The tasks
1) In the GNU lightning documentation excerpt, on which architectures would an instruction scheduler be useful?
2) Resume the GNU lightning documentation excerpt from its last sentence.

The lack of an instruction scheduler is not very important---pretty
good instruction scheduling can actually be obtained by separating
register writes from register reads.  The only architectures on which
a scheduler would be useful are those on which arithmetic instructions
have two operands; an example is, again, the x86, on which the single
instruction
@example
    subr_i  R0, R1, R2       @rem{!Compute R0 = R1 - R2}
@end example
@noindent
is translated to two instruction, of which the second depends on the
result of the first:
@example
    movl    %ebx, %eax       @rem{! Move R1 into R0}
    subl    %edx, %eax       @rem{! Subtract R2 from R0}
@end example

@ifset BOTH
@node Using GNU lightning
@chapter Using @lightning{}

This chapter describes installing and using @lightning{}.

@menu
@usingmenu{}
@end menu

@lowersections
@end ifset

@ifset USING
@include using.texi
@end ifset

@ifset BOTH
@raisesections

@node Porting GNU lightning
@chapter Porting @lightning{}

This chapter describes the process of porting @lightning{}.
It assumes that you are pretty comfortable with the usage of
@lightning{} for dynamic code generation, as described in
@ref{Using GNU lightning}.

Supplied information
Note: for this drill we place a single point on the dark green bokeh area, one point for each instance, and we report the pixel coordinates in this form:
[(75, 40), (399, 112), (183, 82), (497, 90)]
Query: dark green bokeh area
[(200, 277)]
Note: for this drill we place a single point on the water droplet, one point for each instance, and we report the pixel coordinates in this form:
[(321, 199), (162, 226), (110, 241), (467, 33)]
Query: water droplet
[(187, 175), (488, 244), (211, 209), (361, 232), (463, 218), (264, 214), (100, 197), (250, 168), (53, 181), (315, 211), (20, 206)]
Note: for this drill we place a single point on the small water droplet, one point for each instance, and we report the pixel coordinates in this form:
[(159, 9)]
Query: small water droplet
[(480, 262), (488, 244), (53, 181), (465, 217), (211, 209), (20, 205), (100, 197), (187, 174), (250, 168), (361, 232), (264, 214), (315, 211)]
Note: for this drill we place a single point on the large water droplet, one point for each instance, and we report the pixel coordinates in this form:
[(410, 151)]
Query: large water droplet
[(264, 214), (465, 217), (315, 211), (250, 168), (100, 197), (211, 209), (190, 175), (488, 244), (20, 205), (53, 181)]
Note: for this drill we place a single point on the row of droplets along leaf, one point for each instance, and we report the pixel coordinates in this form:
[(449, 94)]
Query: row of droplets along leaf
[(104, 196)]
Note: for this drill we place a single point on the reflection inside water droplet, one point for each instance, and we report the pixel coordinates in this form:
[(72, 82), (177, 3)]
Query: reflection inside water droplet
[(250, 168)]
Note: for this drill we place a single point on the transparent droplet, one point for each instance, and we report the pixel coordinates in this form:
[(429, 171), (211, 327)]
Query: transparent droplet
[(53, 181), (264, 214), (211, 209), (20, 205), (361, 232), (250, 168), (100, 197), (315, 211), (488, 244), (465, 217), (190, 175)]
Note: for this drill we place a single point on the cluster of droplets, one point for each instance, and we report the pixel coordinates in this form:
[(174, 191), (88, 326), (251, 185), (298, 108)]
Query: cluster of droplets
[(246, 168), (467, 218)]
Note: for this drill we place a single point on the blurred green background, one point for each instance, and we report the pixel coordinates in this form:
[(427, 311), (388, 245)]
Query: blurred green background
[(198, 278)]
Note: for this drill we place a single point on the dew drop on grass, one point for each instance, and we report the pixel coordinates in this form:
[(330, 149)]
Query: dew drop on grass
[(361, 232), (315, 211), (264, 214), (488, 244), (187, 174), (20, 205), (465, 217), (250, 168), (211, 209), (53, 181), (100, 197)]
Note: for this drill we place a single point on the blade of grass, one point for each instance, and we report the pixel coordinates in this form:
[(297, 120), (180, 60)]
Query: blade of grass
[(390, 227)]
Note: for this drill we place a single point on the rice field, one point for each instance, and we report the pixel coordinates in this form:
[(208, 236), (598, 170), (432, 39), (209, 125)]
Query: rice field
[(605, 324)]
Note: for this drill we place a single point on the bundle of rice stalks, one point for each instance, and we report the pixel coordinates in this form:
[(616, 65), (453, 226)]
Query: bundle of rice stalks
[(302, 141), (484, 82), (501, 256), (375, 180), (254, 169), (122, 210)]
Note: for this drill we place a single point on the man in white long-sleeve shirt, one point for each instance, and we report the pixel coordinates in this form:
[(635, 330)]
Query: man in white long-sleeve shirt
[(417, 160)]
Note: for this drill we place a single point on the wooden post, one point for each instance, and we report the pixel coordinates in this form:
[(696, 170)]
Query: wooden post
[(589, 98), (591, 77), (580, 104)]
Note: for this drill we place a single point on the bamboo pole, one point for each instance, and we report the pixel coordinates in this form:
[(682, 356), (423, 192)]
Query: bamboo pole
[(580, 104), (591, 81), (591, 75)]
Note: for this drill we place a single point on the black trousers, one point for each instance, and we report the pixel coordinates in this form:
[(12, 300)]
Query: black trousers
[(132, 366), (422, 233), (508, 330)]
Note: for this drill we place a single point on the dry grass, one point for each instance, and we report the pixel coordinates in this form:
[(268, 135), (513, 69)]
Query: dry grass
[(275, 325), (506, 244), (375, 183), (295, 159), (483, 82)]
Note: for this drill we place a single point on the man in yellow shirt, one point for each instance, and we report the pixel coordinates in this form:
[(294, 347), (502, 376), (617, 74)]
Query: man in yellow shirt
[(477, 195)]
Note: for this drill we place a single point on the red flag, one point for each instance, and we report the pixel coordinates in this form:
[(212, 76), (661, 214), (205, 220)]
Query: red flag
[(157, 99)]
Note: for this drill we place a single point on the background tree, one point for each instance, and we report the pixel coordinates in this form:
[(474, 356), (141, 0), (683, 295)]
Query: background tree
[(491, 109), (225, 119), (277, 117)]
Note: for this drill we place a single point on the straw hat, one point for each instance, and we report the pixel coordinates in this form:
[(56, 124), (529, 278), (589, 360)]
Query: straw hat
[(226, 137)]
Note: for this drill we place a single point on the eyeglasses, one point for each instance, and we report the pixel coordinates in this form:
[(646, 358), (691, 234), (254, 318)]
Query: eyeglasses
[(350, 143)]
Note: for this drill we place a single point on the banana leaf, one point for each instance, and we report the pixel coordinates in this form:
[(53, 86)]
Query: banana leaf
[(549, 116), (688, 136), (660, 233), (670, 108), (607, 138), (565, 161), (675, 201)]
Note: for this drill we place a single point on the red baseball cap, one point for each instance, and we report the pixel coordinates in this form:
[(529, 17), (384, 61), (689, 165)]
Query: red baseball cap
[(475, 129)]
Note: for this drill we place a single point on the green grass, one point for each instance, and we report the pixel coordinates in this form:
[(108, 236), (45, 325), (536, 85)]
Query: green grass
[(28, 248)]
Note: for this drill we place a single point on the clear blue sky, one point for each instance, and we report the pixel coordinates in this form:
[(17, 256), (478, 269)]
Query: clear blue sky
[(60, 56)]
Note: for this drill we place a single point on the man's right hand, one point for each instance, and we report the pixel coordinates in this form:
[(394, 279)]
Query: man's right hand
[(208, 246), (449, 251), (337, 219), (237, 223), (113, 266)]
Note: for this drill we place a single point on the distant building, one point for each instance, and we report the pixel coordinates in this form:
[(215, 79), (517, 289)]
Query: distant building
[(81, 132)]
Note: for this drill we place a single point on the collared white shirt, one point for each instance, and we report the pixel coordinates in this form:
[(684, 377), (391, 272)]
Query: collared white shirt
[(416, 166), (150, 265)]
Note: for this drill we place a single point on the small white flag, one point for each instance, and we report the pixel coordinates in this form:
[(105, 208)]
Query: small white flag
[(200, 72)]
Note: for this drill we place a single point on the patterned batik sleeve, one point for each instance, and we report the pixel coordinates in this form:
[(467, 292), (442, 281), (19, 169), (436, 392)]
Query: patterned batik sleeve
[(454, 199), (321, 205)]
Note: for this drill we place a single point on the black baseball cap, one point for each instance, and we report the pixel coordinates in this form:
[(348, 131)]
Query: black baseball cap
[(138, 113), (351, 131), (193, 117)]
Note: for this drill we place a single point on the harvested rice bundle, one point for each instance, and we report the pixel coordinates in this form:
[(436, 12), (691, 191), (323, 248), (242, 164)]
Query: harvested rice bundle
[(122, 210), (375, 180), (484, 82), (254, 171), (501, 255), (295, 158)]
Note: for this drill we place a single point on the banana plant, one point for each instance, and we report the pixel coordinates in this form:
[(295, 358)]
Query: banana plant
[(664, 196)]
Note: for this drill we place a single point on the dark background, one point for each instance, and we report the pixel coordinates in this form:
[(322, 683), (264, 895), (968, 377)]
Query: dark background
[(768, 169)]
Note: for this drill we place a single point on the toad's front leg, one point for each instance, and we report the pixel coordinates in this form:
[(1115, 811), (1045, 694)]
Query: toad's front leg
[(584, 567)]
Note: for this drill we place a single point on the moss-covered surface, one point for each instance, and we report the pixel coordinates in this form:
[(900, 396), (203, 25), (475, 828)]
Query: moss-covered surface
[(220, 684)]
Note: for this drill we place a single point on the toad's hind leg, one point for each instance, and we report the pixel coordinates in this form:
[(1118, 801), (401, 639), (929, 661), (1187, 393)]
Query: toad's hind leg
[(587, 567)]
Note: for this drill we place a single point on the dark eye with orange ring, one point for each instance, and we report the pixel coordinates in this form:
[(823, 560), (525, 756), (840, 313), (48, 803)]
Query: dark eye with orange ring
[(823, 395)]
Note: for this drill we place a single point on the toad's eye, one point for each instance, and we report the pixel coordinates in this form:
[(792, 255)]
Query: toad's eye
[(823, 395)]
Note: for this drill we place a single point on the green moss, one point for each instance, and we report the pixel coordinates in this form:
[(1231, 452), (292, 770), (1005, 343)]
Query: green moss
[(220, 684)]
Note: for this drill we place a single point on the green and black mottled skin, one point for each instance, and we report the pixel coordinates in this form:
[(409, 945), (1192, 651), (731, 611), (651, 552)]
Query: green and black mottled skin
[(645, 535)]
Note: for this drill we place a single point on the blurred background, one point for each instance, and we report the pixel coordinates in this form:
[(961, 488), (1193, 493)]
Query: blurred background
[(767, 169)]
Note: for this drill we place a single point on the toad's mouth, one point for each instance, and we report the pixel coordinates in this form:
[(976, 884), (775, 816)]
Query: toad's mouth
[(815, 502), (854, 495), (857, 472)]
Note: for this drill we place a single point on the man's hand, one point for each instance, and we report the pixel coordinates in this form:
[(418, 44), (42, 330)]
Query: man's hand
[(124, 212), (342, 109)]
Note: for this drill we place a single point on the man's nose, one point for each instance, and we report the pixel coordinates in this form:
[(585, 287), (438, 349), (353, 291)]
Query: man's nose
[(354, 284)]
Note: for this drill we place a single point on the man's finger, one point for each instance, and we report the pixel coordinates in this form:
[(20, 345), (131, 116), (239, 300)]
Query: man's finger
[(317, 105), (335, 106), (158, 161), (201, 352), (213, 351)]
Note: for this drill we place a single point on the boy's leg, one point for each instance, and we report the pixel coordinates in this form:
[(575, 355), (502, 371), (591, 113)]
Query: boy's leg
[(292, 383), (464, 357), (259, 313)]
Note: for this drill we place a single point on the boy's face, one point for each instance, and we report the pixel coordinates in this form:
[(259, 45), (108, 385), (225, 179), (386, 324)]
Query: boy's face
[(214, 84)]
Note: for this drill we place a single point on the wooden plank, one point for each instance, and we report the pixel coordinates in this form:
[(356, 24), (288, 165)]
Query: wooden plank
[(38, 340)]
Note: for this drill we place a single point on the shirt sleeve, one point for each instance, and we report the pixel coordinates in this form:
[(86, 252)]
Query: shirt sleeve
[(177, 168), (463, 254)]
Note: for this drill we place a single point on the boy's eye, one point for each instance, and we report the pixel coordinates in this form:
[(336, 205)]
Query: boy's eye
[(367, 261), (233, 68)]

Responses per task
1) On architectures where arithmetic instructions have two operands, such as the x86.

2)
@menu
@portingmenu{}
@end menu

@lowersections
@end ifset

@ifset PORTING
@include porting.texi
@end ifset

@ifset BOTH
@raisesections
@end ifset

@node Future
@chapter The future of @lightning{}

Presented below is the set of tasks that I feel need to be performed
to make @lightning{} a more fully functional, viable system.  They are
presented in no particular order.  I would @emph{very much} welcome any
volunteers who would like to help with the implementation of one or
more of these tasks.  Please write to me, Paolo Bonzini, at
@email{bonzini@@gnu.org} if you are interested in adding your efforts
to the @lightning{} project.

Tasks:
@itemize @bullet
@item
The most important task to make @lightning{} more widely usable
is to retarget it.  Although currently supported architectures
(x86, SPARC, PowerPC) are certainly some of the most widely used,
@lightning{} could be ported to others---namely, the Alpha and
MIPS architectures.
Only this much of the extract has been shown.